**Required task**
Resume the forum discussion of Kdenlive feature requests below, continuing right after its final reply.

[Start of Text]

5: Some kind of raw clip view? I’m not sure how exactly this would work, but I’d like a way to see extra information outside the area a clip is cropped to, for timing reference. Perhaps an option so while a clip is selected on the timeline, the clip monitor could match the playback position of that clip?

6: Free audio playback from video performance.
Either independently thread the video and audio playback, or at least prioritize audio playback so it doesn’t crackle when the video can’t keep up. I can’t be constantly chasing crackles to determine if they’re actually in the clips or just coming from Kdenlive.

7: Automatically render to memory from the playhead while paused, so playback can begin instantly. I don’t know if Kdenlive has a full dynamic RAM preview system like VEGAS, but that might be too much to ask.

8: Add more title text outline modes.
Circular dilation and contour-matching outlines could be added alongside the current taxicab mode. The cut corners of the taxicab outlines are distracting at high widths.

9: Count the end of a clip as a “frame” for effects.
Currently the final position on an effect timeline is the start of the clip’s final frame. This means if you apply something like a fade out, it will be visually off by one frame from how it is represented on the timeline, and you need to extend the clip by a frame to get it to reach 0% opacity where you want it. Counting one extra frame at the end of a clip and allowing keyframes to be placed there for the purpose of interpolating to them would solve this.

2 Likes

Yes it’ll be nice to have them. :blush:

Hallo @Monody I also came from more than three years of Windows and Vegas Pro. It was a really hard time, everything was different, especially Linux. On Linux, Kdenlive was and is by far my best video editor. Vegas Pro can do 100 or 50 times more than Kdenlive, but it crashed at least as often. In the meantime, I’ve got very used to Kdenlive and I don’t miss anything anymore.

4: A button to stop playback and return playhead to where it started.Yes, I’ve always wondered why that doesn’t work. But with Vegas, I usually found it very annoying: I look at my project, let it run, find a spot that needs to be edited, click and I’ve already lost the spot. I like the way it is with Kdenlive much better.

But regarding your question: it would probably be better to address the issues individually. You’ll probably get clearer answers.

And my experience is: Take Kdenlive as it is, you can get on very well with it. If you want Linux the way Windows was, you’ll never be happy. It’s the same with the video editor.

And now a request to you: Stay with Kdenlive, people who have such precise requirements as you do the software a lot of good. You could make a big contribution to making Kdenlive even better.

Regarding your note on #4, VEGAS has both behaviors on different keys, which is incredibly useful. I regularly use both. That’s what I’d like in Kdenlive because as I mentioned it makes testing edits quick and easy.

[End of Text]
[Start of Data listing]

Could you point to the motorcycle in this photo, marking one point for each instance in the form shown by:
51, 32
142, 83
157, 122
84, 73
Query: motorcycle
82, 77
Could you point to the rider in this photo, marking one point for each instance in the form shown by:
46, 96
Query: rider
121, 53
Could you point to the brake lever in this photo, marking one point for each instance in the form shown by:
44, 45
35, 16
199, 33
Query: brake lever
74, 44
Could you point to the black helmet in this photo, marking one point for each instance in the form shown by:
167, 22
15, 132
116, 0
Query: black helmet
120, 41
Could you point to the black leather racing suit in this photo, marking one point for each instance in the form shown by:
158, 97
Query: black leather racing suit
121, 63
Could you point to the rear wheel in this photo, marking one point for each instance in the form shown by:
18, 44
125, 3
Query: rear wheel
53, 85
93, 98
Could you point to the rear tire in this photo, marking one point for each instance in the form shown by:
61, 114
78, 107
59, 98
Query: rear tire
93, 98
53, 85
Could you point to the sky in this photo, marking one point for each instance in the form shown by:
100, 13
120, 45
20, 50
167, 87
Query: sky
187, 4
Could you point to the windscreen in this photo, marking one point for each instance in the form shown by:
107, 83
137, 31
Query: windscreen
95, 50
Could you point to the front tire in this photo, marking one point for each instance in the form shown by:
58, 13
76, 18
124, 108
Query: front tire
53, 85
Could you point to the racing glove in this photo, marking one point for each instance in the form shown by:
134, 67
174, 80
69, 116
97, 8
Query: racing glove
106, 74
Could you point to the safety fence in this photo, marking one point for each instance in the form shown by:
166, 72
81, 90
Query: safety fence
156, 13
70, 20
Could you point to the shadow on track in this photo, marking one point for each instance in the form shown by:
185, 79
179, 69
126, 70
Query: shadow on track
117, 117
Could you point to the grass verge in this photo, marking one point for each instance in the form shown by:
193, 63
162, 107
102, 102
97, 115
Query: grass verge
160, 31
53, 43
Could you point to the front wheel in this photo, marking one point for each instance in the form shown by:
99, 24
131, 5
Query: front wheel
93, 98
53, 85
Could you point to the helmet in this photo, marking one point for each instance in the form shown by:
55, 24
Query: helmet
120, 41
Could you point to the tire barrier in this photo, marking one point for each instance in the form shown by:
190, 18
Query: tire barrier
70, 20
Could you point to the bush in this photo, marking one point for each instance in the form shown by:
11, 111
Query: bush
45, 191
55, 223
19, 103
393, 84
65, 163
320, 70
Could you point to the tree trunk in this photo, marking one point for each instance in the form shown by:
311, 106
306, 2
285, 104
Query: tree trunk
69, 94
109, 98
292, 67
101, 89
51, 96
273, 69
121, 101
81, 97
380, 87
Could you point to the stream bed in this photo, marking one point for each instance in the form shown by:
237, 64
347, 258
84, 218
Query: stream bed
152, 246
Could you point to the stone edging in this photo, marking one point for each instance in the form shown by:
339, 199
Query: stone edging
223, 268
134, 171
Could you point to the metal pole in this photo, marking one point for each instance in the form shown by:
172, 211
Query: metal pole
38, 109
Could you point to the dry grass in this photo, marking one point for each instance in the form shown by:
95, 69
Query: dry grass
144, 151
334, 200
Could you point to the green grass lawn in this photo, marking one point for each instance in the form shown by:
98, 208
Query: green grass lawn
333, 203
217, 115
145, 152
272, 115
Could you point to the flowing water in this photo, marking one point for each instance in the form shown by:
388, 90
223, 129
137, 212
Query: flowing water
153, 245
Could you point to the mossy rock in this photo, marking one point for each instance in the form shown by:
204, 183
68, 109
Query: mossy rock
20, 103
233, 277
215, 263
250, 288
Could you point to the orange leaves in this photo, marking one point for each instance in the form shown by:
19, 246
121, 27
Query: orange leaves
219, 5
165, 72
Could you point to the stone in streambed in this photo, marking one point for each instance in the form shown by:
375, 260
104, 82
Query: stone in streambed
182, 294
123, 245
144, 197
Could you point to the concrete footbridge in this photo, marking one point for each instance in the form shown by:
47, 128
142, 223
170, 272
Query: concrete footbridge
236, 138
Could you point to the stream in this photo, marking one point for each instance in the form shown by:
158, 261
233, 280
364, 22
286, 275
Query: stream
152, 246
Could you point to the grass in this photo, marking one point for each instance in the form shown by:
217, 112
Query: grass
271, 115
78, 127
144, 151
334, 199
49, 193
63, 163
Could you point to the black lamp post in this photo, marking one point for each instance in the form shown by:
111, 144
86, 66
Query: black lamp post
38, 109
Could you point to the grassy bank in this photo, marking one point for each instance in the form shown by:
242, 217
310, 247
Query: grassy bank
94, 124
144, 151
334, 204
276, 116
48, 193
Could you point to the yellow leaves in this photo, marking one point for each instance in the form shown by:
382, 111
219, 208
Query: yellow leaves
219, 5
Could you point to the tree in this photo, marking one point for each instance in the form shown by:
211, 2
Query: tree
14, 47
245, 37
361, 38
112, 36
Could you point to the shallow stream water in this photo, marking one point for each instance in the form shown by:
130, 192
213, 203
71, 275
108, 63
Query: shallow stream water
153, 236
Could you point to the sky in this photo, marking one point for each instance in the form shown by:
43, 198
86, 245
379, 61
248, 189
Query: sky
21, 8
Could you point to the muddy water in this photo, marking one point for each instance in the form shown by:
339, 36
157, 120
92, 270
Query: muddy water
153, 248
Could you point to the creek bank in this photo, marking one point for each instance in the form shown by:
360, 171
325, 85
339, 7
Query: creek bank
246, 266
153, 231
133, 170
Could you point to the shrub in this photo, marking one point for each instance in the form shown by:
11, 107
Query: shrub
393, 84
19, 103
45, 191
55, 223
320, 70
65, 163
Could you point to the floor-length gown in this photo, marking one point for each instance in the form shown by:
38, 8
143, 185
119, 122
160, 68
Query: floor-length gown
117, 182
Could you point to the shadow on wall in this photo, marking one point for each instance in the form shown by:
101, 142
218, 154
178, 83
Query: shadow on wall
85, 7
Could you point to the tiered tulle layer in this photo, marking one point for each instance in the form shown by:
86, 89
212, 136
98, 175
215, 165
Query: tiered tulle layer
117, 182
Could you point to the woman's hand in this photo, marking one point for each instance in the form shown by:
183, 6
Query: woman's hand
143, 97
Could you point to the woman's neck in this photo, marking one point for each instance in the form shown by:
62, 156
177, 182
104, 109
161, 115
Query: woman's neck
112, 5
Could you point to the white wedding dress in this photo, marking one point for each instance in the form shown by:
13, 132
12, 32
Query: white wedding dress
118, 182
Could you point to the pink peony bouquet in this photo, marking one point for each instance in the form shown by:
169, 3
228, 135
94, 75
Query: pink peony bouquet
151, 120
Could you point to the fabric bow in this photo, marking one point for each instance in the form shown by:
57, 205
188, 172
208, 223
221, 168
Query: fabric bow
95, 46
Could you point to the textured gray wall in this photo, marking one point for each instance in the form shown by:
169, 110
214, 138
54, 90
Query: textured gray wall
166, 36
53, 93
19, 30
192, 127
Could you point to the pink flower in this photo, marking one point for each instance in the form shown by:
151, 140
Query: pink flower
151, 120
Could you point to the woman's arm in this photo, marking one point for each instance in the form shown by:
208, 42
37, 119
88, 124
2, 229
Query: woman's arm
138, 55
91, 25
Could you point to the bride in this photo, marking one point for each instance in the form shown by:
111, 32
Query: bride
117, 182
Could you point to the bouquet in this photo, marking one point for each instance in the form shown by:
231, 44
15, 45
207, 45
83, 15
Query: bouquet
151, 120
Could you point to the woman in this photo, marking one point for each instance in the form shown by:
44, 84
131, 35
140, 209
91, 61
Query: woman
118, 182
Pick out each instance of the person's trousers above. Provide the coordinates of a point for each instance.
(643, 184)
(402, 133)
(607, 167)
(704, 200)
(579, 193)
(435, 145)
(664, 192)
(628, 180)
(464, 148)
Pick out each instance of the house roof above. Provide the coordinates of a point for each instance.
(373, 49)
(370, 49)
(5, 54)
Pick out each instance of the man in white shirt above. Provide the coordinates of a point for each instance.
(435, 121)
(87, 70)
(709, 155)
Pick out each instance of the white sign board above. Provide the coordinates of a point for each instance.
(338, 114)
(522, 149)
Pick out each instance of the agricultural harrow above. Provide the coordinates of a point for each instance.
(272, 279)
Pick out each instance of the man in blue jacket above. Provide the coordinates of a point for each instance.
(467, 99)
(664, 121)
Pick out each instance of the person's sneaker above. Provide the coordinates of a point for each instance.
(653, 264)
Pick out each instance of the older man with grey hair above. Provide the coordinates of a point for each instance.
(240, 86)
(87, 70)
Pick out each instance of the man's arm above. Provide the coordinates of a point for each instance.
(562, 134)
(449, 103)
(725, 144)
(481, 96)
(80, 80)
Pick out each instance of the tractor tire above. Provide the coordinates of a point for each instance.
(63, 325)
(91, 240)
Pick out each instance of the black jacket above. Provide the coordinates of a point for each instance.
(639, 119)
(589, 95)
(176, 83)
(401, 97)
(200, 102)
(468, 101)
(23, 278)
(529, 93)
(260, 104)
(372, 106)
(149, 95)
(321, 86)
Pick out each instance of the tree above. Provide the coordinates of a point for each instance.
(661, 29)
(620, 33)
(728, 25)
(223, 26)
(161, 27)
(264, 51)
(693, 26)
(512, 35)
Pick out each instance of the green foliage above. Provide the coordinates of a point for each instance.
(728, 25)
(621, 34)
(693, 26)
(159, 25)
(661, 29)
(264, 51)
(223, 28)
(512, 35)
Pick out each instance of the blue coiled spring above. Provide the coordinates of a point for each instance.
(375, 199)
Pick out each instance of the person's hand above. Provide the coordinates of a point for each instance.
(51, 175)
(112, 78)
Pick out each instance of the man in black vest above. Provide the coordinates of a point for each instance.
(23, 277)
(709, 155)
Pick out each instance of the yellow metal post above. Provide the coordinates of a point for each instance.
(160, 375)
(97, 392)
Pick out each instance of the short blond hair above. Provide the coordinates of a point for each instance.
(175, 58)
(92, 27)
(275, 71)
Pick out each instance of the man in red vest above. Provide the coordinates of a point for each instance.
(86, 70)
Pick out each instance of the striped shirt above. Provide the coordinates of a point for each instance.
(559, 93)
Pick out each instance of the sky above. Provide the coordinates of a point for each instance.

[End of Data listing]

**Result of this task**
Yeah I do plan to stick with Kdenlive. It’s just difficult at the moment because even ignoring the factor of having to learn a different workflow, there are some things( like #2 and #6) that are show-stoppers for me.

Thank you for the reply. <3

Thanks for giving Kdenlive a try and your perseverance :wink:

And thank you for the wishlist - there is good stuff in it. That said, may I bother you to create a wishlist item for each in the official bug (and wishlist) tracker bugs.kde.org? That’s the only way we are keeping tabs on this.

Let’s continue the discussion here about the pros and cons of the various features you are missing, or whether there are workarounds or simply a different implementation of them in Kdenlive (talking learning curve). As long as it stays cordial and healthy, that is :wink:

Cheers!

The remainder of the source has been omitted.